::: PROVIDED MATERIAL

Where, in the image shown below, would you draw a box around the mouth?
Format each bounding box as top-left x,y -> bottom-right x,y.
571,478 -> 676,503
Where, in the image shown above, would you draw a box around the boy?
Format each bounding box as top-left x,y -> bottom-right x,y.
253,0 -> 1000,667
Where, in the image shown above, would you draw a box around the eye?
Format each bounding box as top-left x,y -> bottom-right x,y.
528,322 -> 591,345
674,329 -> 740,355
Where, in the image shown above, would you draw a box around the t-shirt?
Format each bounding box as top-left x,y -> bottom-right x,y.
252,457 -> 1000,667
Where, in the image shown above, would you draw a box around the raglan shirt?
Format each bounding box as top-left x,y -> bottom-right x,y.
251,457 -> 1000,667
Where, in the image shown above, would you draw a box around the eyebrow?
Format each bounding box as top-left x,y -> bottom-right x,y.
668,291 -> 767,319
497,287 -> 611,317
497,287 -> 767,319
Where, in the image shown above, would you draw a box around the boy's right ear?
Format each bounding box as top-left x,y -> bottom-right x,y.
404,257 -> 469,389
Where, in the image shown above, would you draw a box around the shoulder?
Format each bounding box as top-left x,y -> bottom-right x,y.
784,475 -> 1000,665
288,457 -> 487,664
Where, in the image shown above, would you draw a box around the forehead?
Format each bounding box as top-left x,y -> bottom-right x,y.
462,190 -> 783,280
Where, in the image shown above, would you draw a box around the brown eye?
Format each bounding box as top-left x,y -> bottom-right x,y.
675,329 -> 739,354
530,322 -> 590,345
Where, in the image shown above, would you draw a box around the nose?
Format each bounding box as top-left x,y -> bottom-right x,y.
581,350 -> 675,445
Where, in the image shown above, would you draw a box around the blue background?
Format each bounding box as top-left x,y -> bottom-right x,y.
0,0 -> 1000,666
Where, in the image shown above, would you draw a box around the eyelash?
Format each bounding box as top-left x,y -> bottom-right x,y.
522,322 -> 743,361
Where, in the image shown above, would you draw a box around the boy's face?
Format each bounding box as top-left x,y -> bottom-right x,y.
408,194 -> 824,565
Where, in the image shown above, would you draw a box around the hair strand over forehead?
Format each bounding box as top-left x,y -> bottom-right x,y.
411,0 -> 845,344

::::::

▶ [TASK STATEMENT]: Put the records above into a Markdown table with one row per line, leaving out blank lines. Use two columns, Row and Line: Row holds the row number and Line holds the line.

▶ [OUTPUT OF THE EXERCISE]:
| Row | Line |
|---|---|
| 1 | Where, in the image shown below, would you draw a box around the mouth? |
| 2 | Format each bounding box as top-left x,y -> bottom-right x,y. |
| 3 | 571,478 -> 676,503 |
| 4 | Where, in the image shown above, would you draw a box around the boy? |
| 5 | Format each bounding box as top-left x,y -> bottom-right x,y. |
| 6 | 253,0 -> 1000,667 |
| 7 | Where, in the image shown above, would you draw a box around the eye? |
| 8 | Format each bounding box as top-left x,y -> bottom-right x,y. |
| 9 | 528,322 -> 591,345 |
| 10 | 674,329 -> 740,355 |
| 11 | Where, in the image shown above, would you draw a box around the t-shirt? |
| 12 | Format each bounding box as top-left x,y -> bottom-right x,y. |
| 13 | 252,457 -> 1000,667 |
| 14 | Where, in the image shown above, would you draw a box around the raglan shirt? |
| 15 | Format each bounding box as top-left x,y -> bottom-right x,y. |
| 16 | 251,457 -> 1000,667 |
| 17 | Where, in the image shown above, would you draw a box around the eyebrow? |
| 18 | Format each bounding box as top-left x,y -> bottom-right x,y. |
| 19 | 668,291 -> 767,319 |
| 20 | 497,287 -> 611,317 |
| 21 | 497,287 -> 767,319 |
| 22 | Where, in the image shown above, would you draw a box around the boy's right ear? |
| 23 | Format each bounding box as top-left x,y -> bottom-right x,y. |
| 24 | 404,257 -> 469,389 |
| 25 | Where, in the image shown above, would you draw a box around the shoulder? |
| 26 | Format each bounding box as top-left x,y -> bottom-right x,y. |
| 27 | 784,475 -> 1000,665 |
| 28 | 288,457 -> 487,664 |
| 29 | Where, in the image shown above, would you draw a box around the forehead? |
| 30 | Format each bounding box as top-left x,y -> bottom-right x,y. |
| 31 | 462,190 -> 783,280 |
| 32 | Where, in the image shown above, would you draw a box around the brown eye? |
| 33 | Format each bounding box as top-left x,y -> bottom-right x,y. |
| 34 | 675,329 -> 739,354 |
| 35 | 530,322 -> 590,345 |
| 36 | Where, in the image shown above, would you draw a box around the nose? |
| 37 | Format each bounding box as top-left x,y -> bottom-right x,y. |
| 38 | 581,350 -> 675,445 |
| 39 | Where, in the image shown above, would you draw a box around the blue background? |
| 40 | Format each bounding box as top-left x,y -> bottom-right x,y. |
| 41 | 0,0 -> 1000,666 |
| 42 | Where, in the image shown above, would you draw a box around the eyelash? |
| 43 | Format each bounding box as top-left x,y -> bottom-right x,y. |
| 44 | 522,322 -> 743,361 |
| 45 | Where, in the image shown above, would you draw a box around the boy's face? |
| 46 | Format each bounding box as top-left x,y -> bottom-right x,y. |
| 47 | 408,194 -> 824,565 |
| 48 | Where, in the image shown above, would you draw a box around the hair strand over forehead? |
| 49 | Format each bounding box as top-left x,y -> bottom-right x,y. |
| 50 | 411,0 -> 845,344 |